Directive. You are to retype all of the data exactly as it appears.

Data excerpts.
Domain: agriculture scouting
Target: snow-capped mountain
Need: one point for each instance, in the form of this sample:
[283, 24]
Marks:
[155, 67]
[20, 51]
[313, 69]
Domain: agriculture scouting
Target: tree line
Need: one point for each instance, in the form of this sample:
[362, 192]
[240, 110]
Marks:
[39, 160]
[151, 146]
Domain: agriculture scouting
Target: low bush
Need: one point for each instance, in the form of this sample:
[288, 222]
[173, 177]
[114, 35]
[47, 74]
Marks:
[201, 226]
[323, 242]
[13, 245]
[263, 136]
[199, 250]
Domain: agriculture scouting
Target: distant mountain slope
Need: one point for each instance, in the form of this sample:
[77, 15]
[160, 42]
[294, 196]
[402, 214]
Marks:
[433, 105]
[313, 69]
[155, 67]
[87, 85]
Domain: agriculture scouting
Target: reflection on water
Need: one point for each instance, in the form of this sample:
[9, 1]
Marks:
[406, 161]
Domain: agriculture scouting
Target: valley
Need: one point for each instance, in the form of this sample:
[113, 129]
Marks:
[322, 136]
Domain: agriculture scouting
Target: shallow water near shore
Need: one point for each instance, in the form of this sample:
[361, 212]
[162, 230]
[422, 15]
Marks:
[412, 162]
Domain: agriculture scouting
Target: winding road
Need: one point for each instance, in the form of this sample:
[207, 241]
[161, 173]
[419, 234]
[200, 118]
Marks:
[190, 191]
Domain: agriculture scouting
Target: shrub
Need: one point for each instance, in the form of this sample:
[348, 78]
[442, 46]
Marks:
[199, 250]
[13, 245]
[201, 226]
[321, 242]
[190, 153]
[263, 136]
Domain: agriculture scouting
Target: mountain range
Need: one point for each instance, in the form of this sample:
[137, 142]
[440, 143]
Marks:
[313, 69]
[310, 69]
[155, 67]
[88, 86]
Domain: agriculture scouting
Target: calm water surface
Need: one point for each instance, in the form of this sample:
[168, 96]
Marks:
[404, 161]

Solution to this problem.
Domain: agriculture scouting
Target: snow-capped mountain
Need: one point for each instance, in the form of this sample:
[283, 24]
Marks:
[155, 67]
[20, 51]
[313, 69]
Domain: agriculture scouting
Target: tree line
Need: one point for each instance, in the form of this sample:
[362, 192]
[240, 110]
Marks:
[39, 160]
[151, 146]
Domain: agriculture scouting
Target: low bush
Need: one point for each instance, in the form of this sample:
[288, 222]
[173, 177]
[114, 35]
[47, 74]
Marks:
[201, 226]
[323, 242]
[13, 245]
[263, 136]
[199, 250]
Domain: agriculture scouting
Target: distant mountain slope
Need: one point for each instance, in the form of this sample:
[77, 15]
[160, 42]
[294, 196]
[402, 214]
Marks:
[433, 105]
[313, 69]
[155, 67]
[87, 85]
Domain: agriculture scouting
Target: reflection on water
Need: one point for each instance, in the form of this sample:
[9, 1]
Marks:
[406, 161]
Domain: agriculture scouting
Target: valley
Need: one point for each instance, in the form of this sample:
[113, 129]
Marks:
[322, 136]
Domain: agriculture scouting
Target: shallow water near shore
Need: one point for each instance, in the form of this sample:
[361, 212]
[162, 230]
[422, 15]
Marks:
[412, 162]
Domain: agriculture scouting
Target: winding road
Need: one point for each instance, in the form of this sample:
[207, 241]
[161, 173]
[419, 234]
[200, 118]
Marks:
[190, 191]
Domain: agriculture scouting
Target: shrub
Need: one point for each instance, in the form of this sample:
[348, 78]
[442, 46]
Marks:
[199, 250]
[13, 245]
[201, 226]
[321, 242]
[190, 153]
[263, 136]
Domain: agriculture scouting
Target: mountain range
Need: one point for each instance, in the form of this sample:
[137, 142]
[440, 143]
Marks:
[313, 69]
[310, 69]
[155, 67]
[88, 86]
Domain: agriculture scouting
Target: calm water surface
Need: one point for each instance, in the form of this sample:
[168, 96]
Marks:
[404, 161]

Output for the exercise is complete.